### Instructions
a: In the passage on the chemical safety bill, rewrite everything from "What emerged was" down to "reject it outright.", putting "backers" in place of "co-sponsors".
b: Name every U.S. state mentioned in the passage on the chemical safety bill.
c: Extend the passage on the chemical safety bill, picking up after its final sentence.

What emerged was a bill that satisfied industry’s major concerns while allowing a number of Democrats, including Charles E. Schumer and Kirsten E. Gillibrand of New York and Richard J. Durbin of Illinois, to support it. Republican co-sponsors include Senators James M. Inhofe of Oklahoma, Marco Rubio of Florida and Susan Collins of Maine.
Some environmental and public health groups also signed on, although others have expressed reservations about provisions in the law or reject it outright.
Tellingly, Senator Barbara Boxer, the California Democrat who is chairwoman of the Environment and Public Works Committee, which has jurisdiction over the law, demurred. Ms. Boxer, who has supported Mr. Lautenberg’s previous bills, said this week that she would give the new proposal serious consideration but suggested that she had strong concerns about it. One of Ms. Boxer’s main considerations has always been whether any revision to the toxic substances law would pre-empt or undercut California’s stronger chemical safety laws.
The language on state pre-emption in the Lautenberg-Vitter proposal is ambiguous, allowing most state chemical safety measures to stand unless or until the E.P.A. takes action.
The bill would strengthen the current law, at least as enforced, by requiring safety evaluations for all chemicals, which would be labeled as either high or low priority based on the potential risk. New chemicals would have to be screened for safety, and the E.P.A. would gain the authority to prohibit or limit their use. The proposed measure would also require the E.P.A. to assess risks to vulnerable populations, but critics say this provision is weaker than in Mr. Lautenberg’s earlier bills.
Environmental and health groups gave the proposal measured praise. While calling the bipartisan bill a policy and political breakthrough, Richard Denison of the Environmental Defense Fund said it lacked enforceable deadlines and did not give the E.P.A. the authority it needed to protect infants, children and low-income communities exposed to high levels of toxic chemicals.
Two groups with a longstanding interest in chemical safety, the Natural Resources Defense Council and the Environmental Working Group, said the bill gave away too much to the chemical industry in exchange for modest improvements to the status quo. They said they could not support it as written.

### Natural language region descriptions
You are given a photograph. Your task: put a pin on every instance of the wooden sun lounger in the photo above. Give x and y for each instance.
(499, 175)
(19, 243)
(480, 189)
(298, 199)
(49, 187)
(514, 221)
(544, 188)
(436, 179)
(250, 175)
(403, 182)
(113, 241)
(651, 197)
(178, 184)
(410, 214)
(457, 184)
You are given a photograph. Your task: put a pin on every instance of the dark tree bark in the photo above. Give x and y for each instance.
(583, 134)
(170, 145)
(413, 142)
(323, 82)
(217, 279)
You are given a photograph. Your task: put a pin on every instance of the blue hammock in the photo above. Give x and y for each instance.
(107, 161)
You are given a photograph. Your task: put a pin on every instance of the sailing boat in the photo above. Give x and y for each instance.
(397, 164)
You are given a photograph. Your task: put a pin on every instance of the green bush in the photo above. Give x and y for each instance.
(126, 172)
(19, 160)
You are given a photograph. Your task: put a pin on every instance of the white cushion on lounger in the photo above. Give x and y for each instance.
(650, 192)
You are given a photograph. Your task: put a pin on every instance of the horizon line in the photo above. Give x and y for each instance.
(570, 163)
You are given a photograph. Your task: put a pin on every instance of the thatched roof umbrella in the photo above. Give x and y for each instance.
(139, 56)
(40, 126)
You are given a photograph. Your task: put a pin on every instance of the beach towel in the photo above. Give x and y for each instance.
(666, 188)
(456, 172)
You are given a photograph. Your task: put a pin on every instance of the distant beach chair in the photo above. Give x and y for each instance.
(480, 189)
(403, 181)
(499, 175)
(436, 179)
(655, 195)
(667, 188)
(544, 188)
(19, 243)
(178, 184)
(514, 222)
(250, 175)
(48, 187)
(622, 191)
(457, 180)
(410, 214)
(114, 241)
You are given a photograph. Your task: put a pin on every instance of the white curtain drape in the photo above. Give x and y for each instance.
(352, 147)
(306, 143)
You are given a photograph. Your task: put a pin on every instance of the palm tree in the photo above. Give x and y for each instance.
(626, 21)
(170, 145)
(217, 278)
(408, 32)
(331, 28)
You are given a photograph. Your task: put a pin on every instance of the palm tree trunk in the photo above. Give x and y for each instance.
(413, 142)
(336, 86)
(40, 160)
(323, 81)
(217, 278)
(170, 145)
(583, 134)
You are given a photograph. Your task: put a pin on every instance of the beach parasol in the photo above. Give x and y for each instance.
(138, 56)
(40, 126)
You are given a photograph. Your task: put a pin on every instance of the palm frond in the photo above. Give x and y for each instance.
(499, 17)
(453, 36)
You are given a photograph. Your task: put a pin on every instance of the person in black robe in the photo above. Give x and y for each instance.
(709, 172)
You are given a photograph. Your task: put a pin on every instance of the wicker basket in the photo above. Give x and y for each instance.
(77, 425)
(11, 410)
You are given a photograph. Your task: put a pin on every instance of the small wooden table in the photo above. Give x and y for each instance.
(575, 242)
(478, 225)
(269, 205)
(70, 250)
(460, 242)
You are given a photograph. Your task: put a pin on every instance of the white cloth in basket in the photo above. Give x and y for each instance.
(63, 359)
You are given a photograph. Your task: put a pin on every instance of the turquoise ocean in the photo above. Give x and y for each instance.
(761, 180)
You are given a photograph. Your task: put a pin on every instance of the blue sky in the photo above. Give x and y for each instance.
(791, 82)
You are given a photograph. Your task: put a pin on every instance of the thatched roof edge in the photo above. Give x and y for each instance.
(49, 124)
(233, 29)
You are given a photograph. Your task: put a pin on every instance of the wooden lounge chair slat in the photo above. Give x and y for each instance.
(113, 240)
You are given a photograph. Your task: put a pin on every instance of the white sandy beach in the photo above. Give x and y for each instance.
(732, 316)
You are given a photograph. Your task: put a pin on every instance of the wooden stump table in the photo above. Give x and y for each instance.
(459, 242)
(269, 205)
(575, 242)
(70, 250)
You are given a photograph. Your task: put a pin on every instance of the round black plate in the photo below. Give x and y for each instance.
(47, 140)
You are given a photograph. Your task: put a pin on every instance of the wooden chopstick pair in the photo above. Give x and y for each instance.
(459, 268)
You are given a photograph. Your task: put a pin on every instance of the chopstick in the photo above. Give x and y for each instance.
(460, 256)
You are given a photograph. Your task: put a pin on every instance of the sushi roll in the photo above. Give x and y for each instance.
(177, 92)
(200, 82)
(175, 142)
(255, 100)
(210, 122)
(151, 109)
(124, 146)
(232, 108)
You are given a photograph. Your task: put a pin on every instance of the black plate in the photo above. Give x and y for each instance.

### Written responses
a:
What emerged was a bill that satisfied industry’s major concerns while allowing a number of Democrats, including Charles E. Schumer and Kirsten E. Gillibrand of New York and Richard J. Durbin of Illinois, to support it. Republican backers include Senators James M. Inhofe of Oklahoma, Marco Rubio of Florida and Susan Collins of Maine.
Some environmental and public health groups also signed on, although others have expressed reservations about provisions in the law or reject it outright.

b: New York, Illinois, Oklahoma, Florida, Maine, California

c:
“If you look at the bill Lautenberg was pushing last year, I don’t know if this is a retreat or a rout, but it’s somewhere in that range,” said Ken Cook, the president of the Environmental Working Group. “We will be much better off pushing for improvements at the state level than surrendering to the chemical industry’s preferences here and now.”
Mr. Cook said that under the proposed bill the E.P.A. would be required to analyze the costs and benefits of any proposed chemical regulation, a provision that he said would give an advantage to industry. He also said the bill would not assign priority status to chemicals that show up in the umbilical blood of newborns.
Mr. Dooley, of the chemical industry trade group, said that although he had some concerns about how the safety standards in the bill would be applied, he was “pretty comfortable with the balance that was struck.”
He said his group’s board decided in 2009 to try to find a compromise that would bring the law into the 21st century without jeopardizing the industry’s trade secrets or adding to its regulatory burdens. Only this year, he said, did the politics come together in Mr. Lautenberg’s impending retirement and desire for a legacy and Mr. Vitter’s ability to find Democrats like Mr. Manchin willing to support a bill acceptable to industry. “We’re delighted there’s a path forward, and we’re eager to capitalize on it,” Mr. Dooley said.